> [WHAT IS BEING ASKED] Whatever appears in the entries must be given again exactly.

[Collected data]
+++

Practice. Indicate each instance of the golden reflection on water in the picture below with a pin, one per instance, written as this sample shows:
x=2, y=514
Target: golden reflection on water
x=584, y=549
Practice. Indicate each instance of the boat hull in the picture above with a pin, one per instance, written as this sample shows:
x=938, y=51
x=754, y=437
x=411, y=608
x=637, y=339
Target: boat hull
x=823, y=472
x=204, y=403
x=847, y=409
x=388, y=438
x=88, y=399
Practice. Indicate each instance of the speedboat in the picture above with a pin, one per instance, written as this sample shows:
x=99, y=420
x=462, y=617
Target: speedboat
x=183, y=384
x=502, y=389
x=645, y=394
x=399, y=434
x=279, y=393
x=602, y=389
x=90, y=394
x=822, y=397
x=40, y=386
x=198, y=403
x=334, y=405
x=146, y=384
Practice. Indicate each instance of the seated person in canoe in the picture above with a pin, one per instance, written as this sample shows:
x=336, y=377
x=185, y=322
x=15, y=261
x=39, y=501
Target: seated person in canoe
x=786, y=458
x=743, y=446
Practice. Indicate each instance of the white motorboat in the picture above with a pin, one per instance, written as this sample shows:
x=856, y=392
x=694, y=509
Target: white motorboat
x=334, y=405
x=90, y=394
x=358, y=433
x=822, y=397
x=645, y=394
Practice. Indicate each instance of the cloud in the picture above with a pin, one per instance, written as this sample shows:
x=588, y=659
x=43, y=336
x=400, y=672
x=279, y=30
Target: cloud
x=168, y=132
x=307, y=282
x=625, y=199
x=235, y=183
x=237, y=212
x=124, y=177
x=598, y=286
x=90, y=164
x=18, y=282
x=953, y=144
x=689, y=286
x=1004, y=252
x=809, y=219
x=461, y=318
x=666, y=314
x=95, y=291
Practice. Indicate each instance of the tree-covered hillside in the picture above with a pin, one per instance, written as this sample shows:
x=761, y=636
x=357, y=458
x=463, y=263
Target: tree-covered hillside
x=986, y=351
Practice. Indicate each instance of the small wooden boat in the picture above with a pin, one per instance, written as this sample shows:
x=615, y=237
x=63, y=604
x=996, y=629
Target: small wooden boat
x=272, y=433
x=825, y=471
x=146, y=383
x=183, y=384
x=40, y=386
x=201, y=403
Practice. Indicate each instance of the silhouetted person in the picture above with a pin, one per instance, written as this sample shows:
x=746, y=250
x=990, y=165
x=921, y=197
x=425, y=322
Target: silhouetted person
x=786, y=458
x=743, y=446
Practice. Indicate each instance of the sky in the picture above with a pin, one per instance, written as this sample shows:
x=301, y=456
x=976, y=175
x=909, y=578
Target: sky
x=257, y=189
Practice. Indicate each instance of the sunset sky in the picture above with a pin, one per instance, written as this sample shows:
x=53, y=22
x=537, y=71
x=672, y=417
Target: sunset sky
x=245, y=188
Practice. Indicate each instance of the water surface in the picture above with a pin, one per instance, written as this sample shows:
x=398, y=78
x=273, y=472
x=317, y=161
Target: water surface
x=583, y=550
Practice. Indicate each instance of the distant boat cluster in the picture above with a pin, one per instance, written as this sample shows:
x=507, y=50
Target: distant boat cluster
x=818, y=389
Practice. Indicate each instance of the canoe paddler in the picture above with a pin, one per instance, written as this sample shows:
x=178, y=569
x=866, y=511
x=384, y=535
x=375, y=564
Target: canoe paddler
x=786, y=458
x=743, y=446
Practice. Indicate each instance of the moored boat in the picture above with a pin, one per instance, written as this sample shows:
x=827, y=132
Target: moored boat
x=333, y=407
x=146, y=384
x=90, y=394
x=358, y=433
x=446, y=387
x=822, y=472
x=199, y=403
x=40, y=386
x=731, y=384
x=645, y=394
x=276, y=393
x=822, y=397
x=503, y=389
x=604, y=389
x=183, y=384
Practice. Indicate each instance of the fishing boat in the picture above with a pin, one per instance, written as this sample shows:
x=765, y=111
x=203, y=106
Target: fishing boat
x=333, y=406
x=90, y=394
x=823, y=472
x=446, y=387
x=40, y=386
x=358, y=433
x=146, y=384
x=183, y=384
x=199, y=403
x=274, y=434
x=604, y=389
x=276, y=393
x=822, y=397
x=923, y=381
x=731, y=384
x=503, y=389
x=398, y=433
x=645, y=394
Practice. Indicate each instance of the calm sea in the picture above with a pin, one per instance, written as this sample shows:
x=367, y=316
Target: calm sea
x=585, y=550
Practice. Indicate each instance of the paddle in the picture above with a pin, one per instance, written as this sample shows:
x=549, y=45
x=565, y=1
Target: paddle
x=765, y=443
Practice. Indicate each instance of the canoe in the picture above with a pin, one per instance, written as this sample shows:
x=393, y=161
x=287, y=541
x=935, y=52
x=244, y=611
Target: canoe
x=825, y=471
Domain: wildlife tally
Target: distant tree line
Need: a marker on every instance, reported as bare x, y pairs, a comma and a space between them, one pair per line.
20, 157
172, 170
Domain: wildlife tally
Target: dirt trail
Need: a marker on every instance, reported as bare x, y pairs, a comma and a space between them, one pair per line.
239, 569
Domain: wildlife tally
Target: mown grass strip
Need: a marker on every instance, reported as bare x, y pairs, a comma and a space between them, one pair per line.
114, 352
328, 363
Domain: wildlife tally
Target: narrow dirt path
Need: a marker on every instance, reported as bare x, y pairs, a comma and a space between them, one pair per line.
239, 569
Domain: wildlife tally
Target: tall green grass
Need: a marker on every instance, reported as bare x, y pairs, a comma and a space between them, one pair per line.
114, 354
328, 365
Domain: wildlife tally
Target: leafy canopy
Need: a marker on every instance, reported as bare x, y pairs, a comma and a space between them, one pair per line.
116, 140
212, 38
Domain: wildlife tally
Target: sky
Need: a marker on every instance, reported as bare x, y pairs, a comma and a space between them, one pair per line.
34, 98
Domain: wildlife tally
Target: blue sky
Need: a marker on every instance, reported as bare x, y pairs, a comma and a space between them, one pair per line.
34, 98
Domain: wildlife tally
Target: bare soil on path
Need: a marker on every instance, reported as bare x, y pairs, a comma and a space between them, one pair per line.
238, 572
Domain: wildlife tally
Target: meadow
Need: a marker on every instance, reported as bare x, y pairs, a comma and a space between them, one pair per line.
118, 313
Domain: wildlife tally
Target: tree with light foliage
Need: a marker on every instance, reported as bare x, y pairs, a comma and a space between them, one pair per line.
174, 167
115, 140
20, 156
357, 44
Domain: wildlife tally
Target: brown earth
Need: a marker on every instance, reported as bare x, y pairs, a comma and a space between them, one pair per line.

+++

> [RESPONSE TO THE EXERCISE]
Practice. Indicate each instance of the golden reflection on water in the picture below with a pin, one per instance, written as this sample shows:
x=2, y=514
Target: golden reflection on water
x=584, y=549
Practice. Indicate each instance of the boat hull in the picture above with a pin, one per instance, written as this sample shows:
x=938, y=51
x=754, y=437
x=411, y=608
x=637, y=339
Target: boat hull
x=823, y=472
x=204, y=403
x=847, y=409
x=388, y=438
x=88, y=399
Practice. Indicate each instance of the speedboat in the picture above with a pin, one per instance, written as this sample shows:
x=99, y=420
x=462, y=617
Target: speedboat
x=183, y=384
x=502, y=389
x=645, y=394
x=399, y=434
x=279, y=393
x=602, y=389
x=90, y=394
x=822, y=397
x=40, y=386
x=198, y=403
x=334, y=405
x=146, y=384
Practice. Indicate each instance of the seated person in canoe in the picture above with a pin, one per instance, written as this sample shows:
x=336, y=377
x=185, y=322
x=15, y=261
x=39, y=501
Target: seated person in canoe
x=786, y=458
x=743, y=446
Practice. Indicate each instance of the white motorboat in the picture above with a pin, one per instance, written as this sample shows:
x=856, y=392
x=694, y=509
Target: white motorboat
x=334, y=405
x=90, y=394
x=358, y=433
x=822, y=397
x=645, y=394
Practice. Indicate each instance of the cloud in the picture above with a pin, one per instance, written as this sample shows:
x=588, y=659
x=43, y=336
x=400, y=672
x=279, y=30
Target: cloud
x=168, y=132
x=307, y=282
x=625, y=199
x=235, y=183
x=237, y=212
x=124, y=177
x=598, y=286
x=90, y=164
x=18, y=282
x=953, y=144
x=689, y=286
x=1004, y=252
x=809, y=219
x=461, y=318
x=666, y=314
x=95, y=291
Practice. Indicate each instance of the tree-covered hillside in the picture above with a pin, one per instance, written as this sample shows:
x=761, y=636
x=357, y=458
x=463, y=263
Target: tree-covered hillside
x=986, y=351
Practice. Indicate each instance of the small wooden boat in the picture above with a pin, one per instance, written as this sample shows:
x=615, y=237
x=63, y=604
x=996, y=629
Target: small wooden boat
x=272, y=433
x=825, y=471
x=146, y=383
x=183, y=384
x=40, y=386
x=201, y=403
Practice. Indicate each instance of the silhouetted person in the picture above with a pin, one per instance, written as this sample shows:
x=746, y=250
x=990, y=165
x=921, y=197
x=425, y=322
Target: silhouetted person
x=786, y=458
x=743, y=446
Practice. Indicate each instance of the sky in the picture above with a pin, one per instance, written as this sample shows:
x=301, y=456
x=976, y=175
x=909, y=578
Target: sky
x=257, y=189
Practice. Indicate each instance of the sunset sky in the picture above with a pin, one per instance, written as this sample shows:
x=53, y=22
x=537, y=71
x=672, y=417
Target: sunset sky
x=245, y=188
Practice. Indicate each instance of the water surface in the picture above with a pin, one per instance, written as this sample shows:
x=398, y=78
x=273, y=472
x=317, y=161
Target: water surface
x=583, y=550
Practice. Indicate each instance of the distant boat cluster in the picture above with a pin, one per instance, written as this sample shows:
x=507, y=50
Target: distant boat cluster
x=818, y=389
Practice. Indicate each instance of the canoe paddler in the picture above with a pin, one per instance, written as this sample shows:
x=178, y=569
x=866, y=511
x=384, y=535
x=375, y=564
Target: canoe paddler
x=786, y=458
x=743, y=446
Practice. Indicate each instance of the moored boat in the picture above with a pin, one per instance, written as this sample shows:
x=827, y=132
Target: moored boat
x=333, y=407
x=146, y=384
x=90, y=394
x=358, y=433
x=446, y=387
x=822, y=472
x=199, y=403
x=40, y=386
x=731, y=384
x=645, y=394
x=276, y=393
x=822, y=397
x=503, y=389
x=604, y=389
x=183, y=384
Practice. Indicate each instance of the fishing boat in the picture above with a pin, one per instance, written as this sample shows:
x=765, y=111
x=203, y=106
Target: fishing boat
x=333, y=406
x=90, y=394
x=823, y=472
x=446, y=387
x=40, y=386
x=358, y=433
x=146, y=384
x=183, y=384
x=199, y=403
x=274, y=434
x=604, y=389
x=276, y=393
x=822, y=397
x=923, y=381
x=731, y=384
x=503, y=389
x=398, y=433
x=645, y=394
Practice. Indicate each instance of the calm sea in the picture above with a pin, one per instance, written as this sample shows:
x=367, y=316
Target: calm sea
x=585, y=550
Practice. Indicate each instance of the paddle in the picture above with a pin, one per instance, written as this sample shows:
x=549, y=45
x=565, y=1
Target: paddle
x=765, y=443
Practice. Indicate each instance of the canoe in the picture above with a pin, one per instance, written as this sample shows:
x=393, y=161
x=287, y=541
x=935, y=52
x=244, y=611
Target: canoe
x=825, y=471
Domain: wildlife tally
Target: distant tree line
Need: a marker on every instance, reported as bare x, y pairs, a comma and a space between them, one pair per line.
20, 157
172, 170
Domain: wildlife tally
Target: dirt trail
Need: a marker on every instance, reported as bare x, y pairs, a comma and a space between them, one pair per line.
239, 569
Domain: wildlife tally
Target: mown grass strip
Need: a marker on every instance, reported as bare x, y pairs, a comma and a space between them, one pair per line.
114, 352
328, 363
Domain: wildlife tally
Target: narrow dirt path
Need: a marker on every instance, reported as bare x, y pairs, a comma and a space between them, one pair per line.
239, 569
Domain: wildlife tally
Target: tall green grass
Need: a marker on every instance, reported as bare x, y pairs, a comma and a space between them, one pair per line.
114, 354
328, 365
Domain: wildlife tally
Target: leafy canopy
Need: a marker on every instance, reported as bare x, y pairs, a comma and a space between them, one pair per line.
116, 140
212, 38
Domain: wildlife tally
Target: sky
Need: a marker on every instance, reported as bare x, y pairs, a comma and a space between them, one pair per line.
34, 98
Domain: wildlife tally
Target: blue sky
Need: a marker on every instance, reported as bare x, y pairs, a comma and a space between them, one pair per line.
34, 98
Domain: wildlife tally
Target: bare soil on path
Need: a marker on every instance, reported as bare x, y pairs, a comma and a space between them, one pair per line.
238, 572
Domain: wildlife tally
Target: meadow
Need: a marker on every instance, reported as bare x, y pairs, a comma and a space between them, one pair per line.
118, 313
Domain: wildlife tally
Target: tree with light foliage
Need: a marker on every instance, reported as bare x, y pairs, a comma and a space between them, one pair per line.
174, 167
115, 140
20, 156
357, 44
Domain: wildlife tally
Target: brown earth
Need: a marker on every instance, reported as bare x, y pairs, a comma and a space between them, one pair per line.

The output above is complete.